(Natural-language object grounding data)
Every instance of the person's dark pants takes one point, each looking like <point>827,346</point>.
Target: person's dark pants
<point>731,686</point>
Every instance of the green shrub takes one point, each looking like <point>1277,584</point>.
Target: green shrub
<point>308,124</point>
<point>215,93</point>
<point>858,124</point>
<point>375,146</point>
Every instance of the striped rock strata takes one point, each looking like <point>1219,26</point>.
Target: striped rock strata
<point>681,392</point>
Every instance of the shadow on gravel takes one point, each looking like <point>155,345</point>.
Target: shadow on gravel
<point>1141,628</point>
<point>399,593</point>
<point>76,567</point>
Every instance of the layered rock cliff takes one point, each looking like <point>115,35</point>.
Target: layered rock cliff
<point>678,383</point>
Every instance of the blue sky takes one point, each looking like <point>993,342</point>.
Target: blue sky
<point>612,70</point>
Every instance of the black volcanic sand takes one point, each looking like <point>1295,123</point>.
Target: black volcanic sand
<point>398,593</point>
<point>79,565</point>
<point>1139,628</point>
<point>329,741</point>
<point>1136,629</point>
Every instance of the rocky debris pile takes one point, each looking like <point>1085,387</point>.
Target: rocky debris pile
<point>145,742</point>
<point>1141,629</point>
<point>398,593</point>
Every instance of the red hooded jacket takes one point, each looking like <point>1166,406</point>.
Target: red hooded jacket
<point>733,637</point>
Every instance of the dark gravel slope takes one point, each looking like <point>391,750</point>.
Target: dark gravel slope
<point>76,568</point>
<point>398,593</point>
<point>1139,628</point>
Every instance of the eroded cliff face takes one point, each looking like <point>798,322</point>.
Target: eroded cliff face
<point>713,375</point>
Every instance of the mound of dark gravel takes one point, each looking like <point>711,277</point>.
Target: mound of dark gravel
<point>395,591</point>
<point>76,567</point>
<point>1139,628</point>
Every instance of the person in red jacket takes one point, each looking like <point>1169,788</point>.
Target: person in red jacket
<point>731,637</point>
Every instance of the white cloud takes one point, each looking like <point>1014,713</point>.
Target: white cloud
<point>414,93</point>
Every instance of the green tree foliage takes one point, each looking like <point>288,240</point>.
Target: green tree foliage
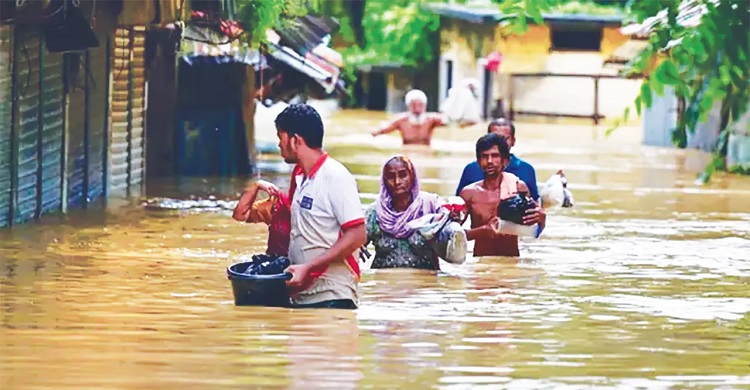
<point>395,31</point>
<point>704,60</point>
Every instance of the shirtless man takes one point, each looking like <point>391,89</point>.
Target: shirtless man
<point>416,126</point>
<point>483,197</point>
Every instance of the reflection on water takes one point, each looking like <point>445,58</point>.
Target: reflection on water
<point>642,284</point>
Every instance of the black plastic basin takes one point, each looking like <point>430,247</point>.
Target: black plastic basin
<point>258,290</point>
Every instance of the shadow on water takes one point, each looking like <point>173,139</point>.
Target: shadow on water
<point>642,284</point>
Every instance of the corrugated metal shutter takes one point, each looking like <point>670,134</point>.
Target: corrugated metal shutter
<point>76,160</point>
<point>27,45</point>
<point>6,107</point>
<point>51,135</point>
<point>98,107</point>
<point>119,150</point>
<point>138,106</point>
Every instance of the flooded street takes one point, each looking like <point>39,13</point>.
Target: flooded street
<point>643,284</point>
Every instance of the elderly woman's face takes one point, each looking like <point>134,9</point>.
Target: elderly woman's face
<point>398,178</point>
<point>417,107</point>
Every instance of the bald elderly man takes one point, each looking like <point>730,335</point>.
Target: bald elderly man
<point>416,125</point>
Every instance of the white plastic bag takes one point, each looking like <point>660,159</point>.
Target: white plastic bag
<point>555,191</point>
<point>446,237</point>
<point>462,104</point>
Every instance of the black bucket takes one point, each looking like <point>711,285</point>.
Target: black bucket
<point>258,290</point>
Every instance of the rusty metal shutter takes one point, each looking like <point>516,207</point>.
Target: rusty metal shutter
<point>98,61</point>
<point>138,106</point>
<point>51,135</point>
<point>76,127</point>
<point>6,107</point>
<point>27,49</point>
<point>119,149</point>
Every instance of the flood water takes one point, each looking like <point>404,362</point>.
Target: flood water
<point>643,284</point>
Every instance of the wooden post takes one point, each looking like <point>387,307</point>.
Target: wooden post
<point>40,132</point>
<point>86,125</point>
<point>511,113</point>
<point>108,120</point>
<point>596,100</point>
<point>13,128</point>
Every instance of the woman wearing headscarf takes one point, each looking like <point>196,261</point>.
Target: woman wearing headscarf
<point>388,220</point>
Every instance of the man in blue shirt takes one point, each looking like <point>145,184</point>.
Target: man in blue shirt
<point>473,173</point>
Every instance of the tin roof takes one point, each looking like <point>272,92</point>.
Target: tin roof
<point>492,15</point>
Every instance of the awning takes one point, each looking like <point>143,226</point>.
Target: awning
<point>627,52</point>
<point>204,45</point>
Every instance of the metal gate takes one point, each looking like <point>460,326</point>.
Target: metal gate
<point>98,85</point>
<point>6,118</point>
<point>138,106</point>
<point>27,88</point>
<point>76,127</point>
<point>51,132</point>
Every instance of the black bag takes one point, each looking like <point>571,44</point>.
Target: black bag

- _TASK_
Repeat the records above verbatim, with no pictures in the result.

- _WRITTEN SOLUTION_
Every instance of the person's dark pants takes one point, each looking like <point>827,346</point>.
Target: person's dark pants
<point>731,686</point>
Every instance of the green shrub takes one point, each looking like <point>1277,584</point>.
Target: green shrub
<point>308,124</point>
<point>215,93</point>
<point>858,124</point>
<point>375,146</point>
Every instance of the striped rock strata takes one point, each looking like <point>1219,26</point>.
Target: striped rock strata
<point>681,392</point>
Every instance of the shadow on gravel takes one point, each looking like <point>155,345</point>.
Target: shadow on gravel
<point>1141,628</point>
<point>399,593</point>
<point>76,567</point>
Every instance of the layered rock cliff takes one point, each looking like <point>115,35</point>.
Target: layered rock cliff
<point>678,383</point>
Every instance of the blue sky takes one point, each looking like <point>993,342</point>.
Target: blue sky
<point>612,70</point>
Every instance of the black volcanic sand takes one point, each looking like <point>1295,123</point>.
Target: black volcanic sand
<point>398,593</point>
<point>79,565</point>
<point>1139,628</point>
<point>329,741</point>
<point>1136,629</point>
Every instance of the rocky debris pile takes one point, each looking like <point>1085,387</point>.
Target: rocky debris pile
<point>145,742</point>
<point>1141,629</point>
<point>398,593</point>
Every instance of the red hooded jacket takes one point, each looking like <point>1166,406</point>.
Target: red hooded jacket
<point>733,637</point>
Every instance of the dark gravel slope takes one point, each looking like <point>391,750</point>.
Target: dark gravel slope
<point>76,568</point>
<point>398,593</point>
<point>1139,628</point>
Every instance of the eroded cliff face takes one point, each looking like <point>798,322</point>.
Target: eroded cliff face
<point>713,375</point>
Every instance of the mound of dark gravel takes one point, each looking like <point>711,277</point>.
Target: mound of dark gravel
<point>395,591</point>
<point>76,567</point>
<point>1139,628</point>
Every instance of the person in red jacket takes one point, each looking like <point>1169,788</point>.
Target: person in red jacket
<point>731,637</point>
Every instance of the white cloud takes one point, each looking like <point>1014,713</point>.
Target: white cloud
<point>414,93</point>
Every instance of the green tree foliage takes one point, each looking like <point>288,240</point>.
Target: green tree foliage
<point>395,31</point>
<point>704,60</point>
Every instance of the shirtless man takes one point, each looking like <point>391,89</point>.
Target: shirtless man
<point>416,126</point>
<point>483,197</point>
Every instance of the reflection on water takes one point, each looking like <point>445,58</point>.
Target: reflection on water
<point>642,284</point>
Every instance of the black plastic basin takes one point, each looking like <point>430,247</point>.
Target: black plastic basin
<point>258,290</point>
Every instance of the shadow on water takes one point, each looking like <point>173,139</point>.
Target: shadow on water
<point>642,284</point>
Every instance of the corrugated metal shutter takes one point, each looking like <point>670,134</point>.
Target: corrugated metal shutter
<point>76,160</point>
<point>27,45</point>
<point>6,107</point>
<point>51,135</point>
<point>98,107</point>
<point>119,150</point>
<point>138,106</point>
Every instance of the flooded street takes one point, each looking like <point>39,13</point>.
Target: flooded street
<point>643,284</point>
Every instance of the elderly woman's face takes one point, each looking like <point>134,9</point>.
Target: elderly woman's face
<point>398,178</point>
<point>417,107</point>
Every instance of the bald elderly man takes one point, each looking like <point>730,335</point>.
Target: bald elderly man
<point>416,125</point>
Every instance of the white plastic bag takes one point, each looking like <point>660,159</point>.
Target: white plastic bag
<point>555,191</point>
<point>446,237</point>
<point>462,104</point>
Every instance of the black bucket takes one point, each looking like <point>711,285</point>.
Target: black bucket
<point>258,290</point>
Every instance of the rusty metal shutter takes one point, each looking like <point>516,207</point>.
Target: rusty metal shutter
<point>98,61</point>
<point>138,106</point>
<point>51,135</point>
<point>76,127</point>
<point>6,107</point>
<point>27,49</point>
<point>119,149</point>
Every instance of the flood water takes one point, each looking like <point>404,362</point>.
Target: flood water
<point>643,284</point>
Every instance of the wooden post takes one point, each looking like <point>387,307</point>.
Target: wooden post
<point>40,132</point>
<point>86,125</point>
<point>511,113</point>
<point>108,120</point>
<point>596,100</point>
<point>13,128</point>
Every instance of the woman wearing headscarf takes one point, each looking like <point>196,261</point>.
Target: woman wearing headscarf
<point>388,220</point>
Every instance of the man in blue shirt takes one point, each looking like <point>145,184</point>.
Target: man in blue shirt
<point>473,173</point>
Every instance of the tin roof takes one point, each looking like <point>272,92</point>.
Target: tin roof
<point>492,15</point>
Every instance of the awning takes one point, each looking like <point>143,226</point>.
Target: awning
<point>627,52</point>
<point>204,45</point>
Every instance of the metal gate takes one point, each looking like <point>460,326</point>.
Target: metal gate
<point>98,85</point>
<point>6,118</point>
<point>138,106</point>
<point>27,88</point>
<point>76,127</point>
<point>51,132</point>
Every instance of the black bag takes one point, each looking like <point>571,44</point>.
Target: black bag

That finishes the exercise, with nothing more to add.